**Provided text:**
>> start

OK, I can see how the simple combined activation maps could be useful.
Relu1_1
Relu2_1
Relu3_1
Relu5_3
Just as a sidetrack... so my convis shows me the activations from each individual filter in a VGG network. Now I noticed that the second filter of relu1_1 of the usual VGG19 reacts mainly on the sky in the default Thuringen image. So taking the output from that feature map and adding some postprocessing I can get masks like these. The point here is that the filters in relu1_1 act directly on the image and therefore can also be used as ordinary image filters (if they happen to produce useful output, that is).
Could you please share the convis modifications for creating simple combined activation maps?
I am also wondering how torch.max can be used to get a predicted class value, when no classification list is provided. The code lines here seem to do this and I can't seem to recreate it in convis or Neural-Style.
Like for example:
local y = net:forward(img)
local score, pred_label = torch.max(y,1)
label = pred_label[1]
print("Predicted label: ", pred_label)
This seems like it might be interesting to use for models that don't readily available category lists.
Another idea I just had was what if instead of arbitrary restricting Neural-Style's layer channels to specific values, we could instead restrict it to what matches the most likely label. Is is possible to get a list of layers and their filters using the above code?
Edit:
I figured it, it was really simple:
local width, height = 224, 224
content_image = image.scale(content_image, width, height)
local cnn = loadcaffe.load(params.proto, params.model, "nn"):float()
local y = cnn:forward(img)
local score, pred_label = torch.max(y,1)
print("Predicted label: ", pred_label)
I also see your neural_mirage5.lua does not resize the image before making the predictions? Is the above method basically the same as yours, only it uses torch.max to get the label with the highest accuracy prediction, whereas your code checks every label and creates a top 5 set of labels.
@htoyryla For the mask image you created with relu1_1, I guess that particular filter was looking for a "sky texture"?
And in the context of our conversations here, "filter" and "layer channel", are the same thing, right?
For the mask image you created with relu1_1, I guess that particular filter was looking for a "sky texture"?
Not really, the lowest levels cannot detect complex entities like "sky", they simply act as basic convolutional filters. It could be that it detects a certain color.
And in the context of our conversations here, "filter" and "layer channel", are the same thing, right?
Yes. Functionally they are filters. In neural-style/torch terms, a channel in a layer.
Is the above method basically the same as yours, only it uses torch.max to get the label with the highest accuracy prediction, whereas your code checks every label and creates a top 5 set of labels.

>> end

**Entries supplied:**
>> start

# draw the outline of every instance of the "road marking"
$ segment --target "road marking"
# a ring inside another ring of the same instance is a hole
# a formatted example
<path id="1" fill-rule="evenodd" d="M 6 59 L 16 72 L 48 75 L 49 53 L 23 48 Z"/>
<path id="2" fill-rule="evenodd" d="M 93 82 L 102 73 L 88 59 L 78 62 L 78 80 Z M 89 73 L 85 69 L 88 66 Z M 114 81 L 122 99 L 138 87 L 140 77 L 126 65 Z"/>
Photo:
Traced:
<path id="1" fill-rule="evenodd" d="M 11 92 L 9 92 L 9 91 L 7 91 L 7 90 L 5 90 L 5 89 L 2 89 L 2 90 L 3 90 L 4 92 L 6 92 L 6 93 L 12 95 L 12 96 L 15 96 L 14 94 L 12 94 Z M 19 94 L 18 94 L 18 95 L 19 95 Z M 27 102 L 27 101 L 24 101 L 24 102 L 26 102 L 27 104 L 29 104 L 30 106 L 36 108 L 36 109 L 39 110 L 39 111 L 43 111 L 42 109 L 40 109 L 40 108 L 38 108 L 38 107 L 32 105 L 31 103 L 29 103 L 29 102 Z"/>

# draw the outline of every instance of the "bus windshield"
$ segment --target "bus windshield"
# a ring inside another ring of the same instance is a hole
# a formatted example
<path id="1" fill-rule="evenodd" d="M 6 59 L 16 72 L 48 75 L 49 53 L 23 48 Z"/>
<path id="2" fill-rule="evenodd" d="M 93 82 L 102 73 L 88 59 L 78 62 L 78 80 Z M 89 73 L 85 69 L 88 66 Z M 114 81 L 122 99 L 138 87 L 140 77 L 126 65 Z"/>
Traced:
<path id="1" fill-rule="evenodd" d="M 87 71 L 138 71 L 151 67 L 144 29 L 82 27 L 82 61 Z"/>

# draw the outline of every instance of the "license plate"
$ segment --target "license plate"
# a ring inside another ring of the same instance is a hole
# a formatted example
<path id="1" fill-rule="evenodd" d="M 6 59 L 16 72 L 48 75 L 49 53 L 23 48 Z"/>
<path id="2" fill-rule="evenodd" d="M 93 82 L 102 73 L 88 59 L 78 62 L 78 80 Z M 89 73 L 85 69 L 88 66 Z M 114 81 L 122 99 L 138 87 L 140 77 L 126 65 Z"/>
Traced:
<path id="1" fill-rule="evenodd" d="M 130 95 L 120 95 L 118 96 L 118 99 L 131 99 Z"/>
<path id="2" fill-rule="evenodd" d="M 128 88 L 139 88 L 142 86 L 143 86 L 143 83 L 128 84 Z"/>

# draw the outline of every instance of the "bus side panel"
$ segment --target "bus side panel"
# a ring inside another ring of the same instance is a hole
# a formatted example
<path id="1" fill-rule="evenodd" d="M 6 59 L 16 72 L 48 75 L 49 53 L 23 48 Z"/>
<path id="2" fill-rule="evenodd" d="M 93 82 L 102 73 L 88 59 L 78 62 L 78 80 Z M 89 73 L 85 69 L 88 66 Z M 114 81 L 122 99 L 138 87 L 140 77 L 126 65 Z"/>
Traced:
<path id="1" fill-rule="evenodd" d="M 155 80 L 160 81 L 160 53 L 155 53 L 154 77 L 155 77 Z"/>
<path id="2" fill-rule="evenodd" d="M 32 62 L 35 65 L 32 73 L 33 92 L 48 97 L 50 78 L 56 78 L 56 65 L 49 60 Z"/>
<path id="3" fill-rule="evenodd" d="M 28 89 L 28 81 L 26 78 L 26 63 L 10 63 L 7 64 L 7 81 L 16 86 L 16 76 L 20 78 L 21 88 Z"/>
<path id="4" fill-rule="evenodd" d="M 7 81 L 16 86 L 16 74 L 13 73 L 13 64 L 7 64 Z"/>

>> end

**Your tasks:**
a) Duplicate the part of the forum thread on VGG filter activations starting with "I am also wondering" and going on through "the above code?".
b) Set down the records starting with their first line and going on through the line that contains "87 71 L 138", including both ends.
The forum thread on VGG filter activations and the records have nothing to do with each other.

**Complete answers:**
a)
I am also wondering how torch.max can be used to get a predicted class value, when no classification list is provided. The code lines here seem to do this and I can't seem to recreate it in convis or Neural-Style.
Like for example:
local y = net:forward(img)
local score, pred_label = torch.max(y,1)
label = pred_label[1]
print("Predicted label: ", pred_label)
This seems like it might be interesting to use for models that don't readily available category lists.
Another idea I just had was what if instead of arbitrary restricting Neural-Style's layer channels to specific values, we could instead restrict it to what matches the most likely label. Is is possible to get a list of layers and their filters using the above code?

b)
# draw the outline of every instance of the "road marking"
$ segment --target "road marking"
# a ring inside another ring of the same instance is a hole
# a formatted example
<path id="1" fill-rule="evenodd" d="M 6 59 L 16 72 L 48 75 L 49 53 L 23 48 Z"/>
<path id="2" fill-rule="evenodd" d="M 93 82 L 102 73 L 88 59 L 78 62 L 78 80 Z M 89 73 L 85 69 L 88 66 Z M 114 81 L 122 99 L 138 87 L 140 77 L 126 65 Z"/>
Photo:
Traced:
<path id="1" fill-rule="evenodd" d="M 11 92 L 9 92 L 9 91 L 7 91 L 7 90 L 5 90 L 5 89 L 2 89 L 2 90 L 3 90 L 4 92 L 6 92 L 6 93 L 12 95 L 12 96 L 15 96 L 14 94 L 12 94 Z M 19 94 L 18 94 L 18 95 L 19 95 Z M 27 102 L 27 101 L 24 101 L 24 102 L 26 102 L 27 104 L 29 104 L 30 106 L 36 108 L 36 109 L 39 110 L 39 111 L 43 111 L 42 109 L 40 109 L 40 108 L 38 108 L 38 107 L 32 105 L 31 103 L 29 103 L 29 102 Z"/>

# draw the outline of every instance of the "bus windshield"
$ segment --target "bus windshield"
# a ring inside another ring of the same instance is a hole
# a formatted example
<path id="1" fill-rule="evenodd" d="M 6 59 L 16 72 L 48 75 L 49 53 L 23 48 Z"/>
<path id="2" fill-rule="evenodd" d="M 93 82 L 102 73 L 88 59 L 78 62 L 78 80 Z M 89 73 L 85 69 L 88 66 Z M 114 81 L 122 99 L 138 87 L 140 77 L 126 65 Z"/>
Traced:
<path id="1" fill-rule="evenodd" d="M 87 71 L 138 71 L 151 67 L 144 29 L 82 27 L 82 61 Z"/>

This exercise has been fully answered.